>> Start Data supplied
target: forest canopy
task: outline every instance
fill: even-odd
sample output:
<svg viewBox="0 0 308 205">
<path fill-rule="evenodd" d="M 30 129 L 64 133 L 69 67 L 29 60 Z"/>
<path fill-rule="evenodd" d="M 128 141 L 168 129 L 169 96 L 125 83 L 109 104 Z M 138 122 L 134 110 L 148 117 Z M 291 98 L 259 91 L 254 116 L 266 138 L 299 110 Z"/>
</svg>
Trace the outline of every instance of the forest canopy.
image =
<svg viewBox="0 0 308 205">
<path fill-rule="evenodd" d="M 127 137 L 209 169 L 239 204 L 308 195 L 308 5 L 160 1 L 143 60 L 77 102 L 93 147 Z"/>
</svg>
>> End Data supplied
Gather each line of the data above that contains the string "canopy", treating uppercase and lowercase letters as different.

target: forest canopy
Trace the outline of every instance of the forest canopy.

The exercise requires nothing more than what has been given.